What you will do
Leave out the pictures and copy every record exactly.
Top of Data for this exercise
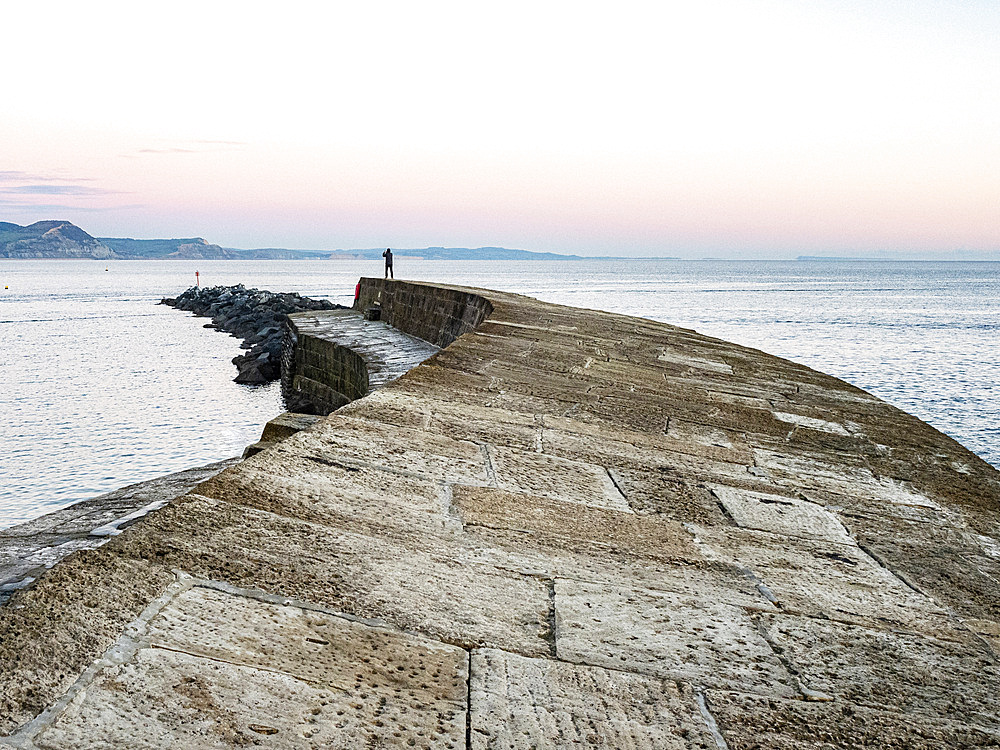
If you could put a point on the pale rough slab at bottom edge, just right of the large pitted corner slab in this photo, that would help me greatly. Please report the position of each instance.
(518, 702)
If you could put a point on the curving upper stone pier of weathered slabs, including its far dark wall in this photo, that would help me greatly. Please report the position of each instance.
(565, 528)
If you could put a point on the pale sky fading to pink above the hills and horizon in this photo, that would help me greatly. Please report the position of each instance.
(704, 128)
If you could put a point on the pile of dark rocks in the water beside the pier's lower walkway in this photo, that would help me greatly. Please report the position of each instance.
(257, 316)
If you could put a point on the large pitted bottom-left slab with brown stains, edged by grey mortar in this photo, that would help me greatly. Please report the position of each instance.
(221, 670)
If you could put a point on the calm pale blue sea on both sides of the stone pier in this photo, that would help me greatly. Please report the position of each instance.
(101, 387)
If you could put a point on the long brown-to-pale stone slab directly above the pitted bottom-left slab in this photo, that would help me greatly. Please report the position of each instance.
(427, 584)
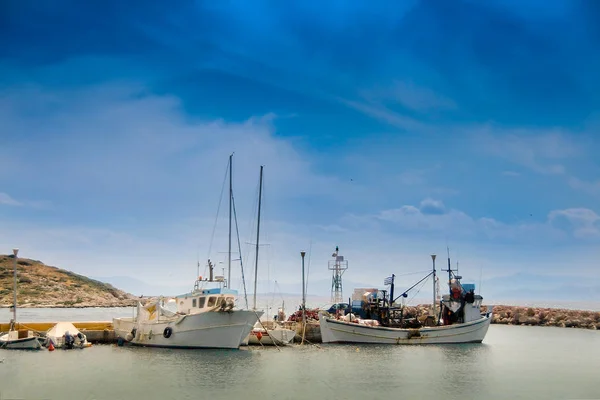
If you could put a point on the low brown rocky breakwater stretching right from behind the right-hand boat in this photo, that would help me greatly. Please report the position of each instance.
(533, 316)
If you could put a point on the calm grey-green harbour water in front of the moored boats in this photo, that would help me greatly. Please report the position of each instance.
(514, 362)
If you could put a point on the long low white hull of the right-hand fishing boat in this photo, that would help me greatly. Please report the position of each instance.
Bottom of Data for this exercise
Completed exercise
If you could put a point on the pale rough slab at bottom edge, just right of the large pitted corner slab in this photo, that would help me greatly. Please report the position of each instance.
(518, 702)
If you could put a point on the curving upper stone pier of weathered slabs, including its far dark wall in this photo, that would help me greatly. Please report the position of each instance.
(565, 528)
If you could put a point on the pale sky fading to pink above the hills and horizon in this photo, that would help me greatly. Please report the position of each instance.
(704, 128)
If you could put a point on the pile of dark rocks in the water beside the pier's lower walkway in this photo, that would help me greatly. Please report the position of each instance.
(257, 316)
If you could put a point on the large pitted bottom-left slab with brown stains, edged by grey mortar in this photo, that would help me greatly. Please report the position of each instance.
(221, 670)
If you could put a point on the calm pale blue sea on both sides of the stone pier in this photo, that would help me greatly. Please report the position of each instance.
(101, 387)
If you could put a point on the long brown-to-pale stone slab directly above the pitted bottom-left slab in this photo, that would help me greatly. Please report the position of each instance.
(427, 584)
If you could put a point on the low brown rocky breakwater stretching right from behind the right-hand boat in this photo, that would help me greatly. Please report the position of each instance.
(533, 316)
If you could put a point on the calm grey-green harbour water in front of the moored boats in this photo, that would help me greatly. Please report the position of each instance.
(514, 362)
If you could put a point on the long low white hull of the right-hand fishing boat in this photo, that would help me greatly. Please report the position of each instance.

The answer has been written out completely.